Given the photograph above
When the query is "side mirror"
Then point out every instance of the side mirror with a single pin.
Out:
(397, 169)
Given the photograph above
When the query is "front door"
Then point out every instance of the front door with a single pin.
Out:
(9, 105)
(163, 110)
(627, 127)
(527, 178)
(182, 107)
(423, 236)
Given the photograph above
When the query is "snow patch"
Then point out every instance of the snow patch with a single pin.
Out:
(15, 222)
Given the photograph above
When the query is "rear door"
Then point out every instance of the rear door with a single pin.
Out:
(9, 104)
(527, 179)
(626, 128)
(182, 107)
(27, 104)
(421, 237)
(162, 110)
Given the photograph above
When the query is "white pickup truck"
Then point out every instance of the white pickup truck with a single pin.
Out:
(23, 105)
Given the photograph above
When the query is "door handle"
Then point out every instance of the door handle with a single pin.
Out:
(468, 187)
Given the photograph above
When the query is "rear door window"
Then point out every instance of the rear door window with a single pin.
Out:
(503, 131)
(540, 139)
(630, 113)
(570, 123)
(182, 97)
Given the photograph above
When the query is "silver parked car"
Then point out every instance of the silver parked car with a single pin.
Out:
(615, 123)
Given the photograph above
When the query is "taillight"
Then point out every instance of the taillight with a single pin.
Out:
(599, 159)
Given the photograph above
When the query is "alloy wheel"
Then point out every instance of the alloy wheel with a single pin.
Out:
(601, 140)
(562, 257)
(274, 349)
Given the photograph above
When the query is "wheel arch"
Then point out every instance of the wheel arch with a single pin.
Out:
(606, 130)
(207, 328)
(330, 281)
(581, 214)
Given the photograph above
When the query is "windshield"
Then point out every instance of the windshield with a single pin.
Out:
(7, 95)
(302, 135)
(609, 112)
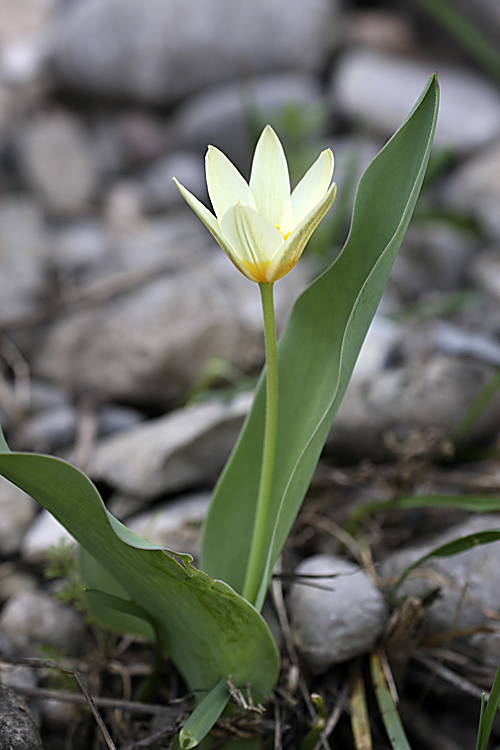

•••••

■ Exercise instructions:
Recast every line of the entries above as a Markdown table with the columns n and Line, numbering the rows in order and skipping blank lines. Leave the pictures out of the table.

■ Solved exercise:
| n | Line |
|---|---|
| 1 | Given the photograph above |
| 2 | When the query is "side mirror" |
| 3 | Then point out every instance of the side mirror with a single pin. |
| 4 | Out: |
| 5 | (397, 169) |
| 6 | Given the photograph above |
| 7 | When the query is "front door" |
| 8 | Then point out every instance of the front door with a single pin. |
| 9 | Out: |
| 10 | (9, 105) |
| 11 | (163, 110) |
| 12 | (627, 127) |
| 13 | (527, 178) |
| 14 | (182, 107) |
| 15 | (423, 236) |
| 16 | Given the photograph above |
| 17 | When the query is "snow patch" |
| 18 | Then point out every instance of the snow patch with a single pin. |
| 19 | Out: |
| 20 | (15, 222) |
| 21 | Given the photograph above |
| 22 | When the query is "rear door" |
| 23 | Then point out every instance of the rear door with a single pin. |
| 24 | Out: |
| 25 | (9, 104) |
| 26 | (527, 179) |
| 27 | (626, 128) |
| 28 | (182, 107) |
| 29 | (27, 104) |
| 30 | (421, 237) |
| 31 | (162, 110) |
| 32 | Given the photograph above |
| 33 | When the query is "white pickup truck" |
| 34 | Then point out every instance of the white pickup truck with a single pin. |
| 35 | Out: |
| 36 | (23, 105) |
| 37 | Given the photograph above |
| 38 | When the query is "door handle" |
| 39 | Then point out every instance of the door handle with a single pin. |
| 40 | Out: |
| 41 | (468, 187) |
| 42 | Given the photograph above |
| 43 | When the query is "rear door window" |
| 44 | Then point out every instance of the rear door window with a single pin. |
| 45 | Out: |
| 46 | (503, 131) |
| 47 | (540, 139) |
| 48 | (630, 113) |
| 49 | (570, 123) |
| 50 | (182, 97) |
| 51 | Given the photograph above |
| 52 | When the query is "silver parked car" |
| 53 | Then point out every instance of the silver parked car with a single pin. |
| 54 | Out: |
| 55 | (615, 123) |
| 56 | Given the photograph above |
| 57 | When the query is "taillight" |
| 58 | Then point out every instance of the taillight with a single pin. |
| 59 | Out: |
| 60 | (599, 159) |
| 61 | Given the photograph above |
| 62 | When the query is "alloy wheel" |
| 63 | Then point out every instance of the alloy wheel with a single pin. |
| 64 | Out: |
| 65 | (601, 140) |
| 66 | (562, 257) |
| 67 | (274, 349) |
| 68 | Given the photograph above |
| 69 | When the query is "wheel arch" |
| 70 | Then point out every instance of the wheel arch with a single pin. |
| 71 | Out: |
| 72 | (606, 130) |
| 73 | (207, 328) |
| 74 | (330, 281) |
| 75 | (581, 214) |
| 76 | Given the photograph above |
| 77 | When the query is "windshield" |
| 78 | Then point out every instance of the windshield with a single pin. |
| 79 | Out: |
| 80 | (7, 95) |
| 81 | (302, 135) |
| 82 | (609, 112) |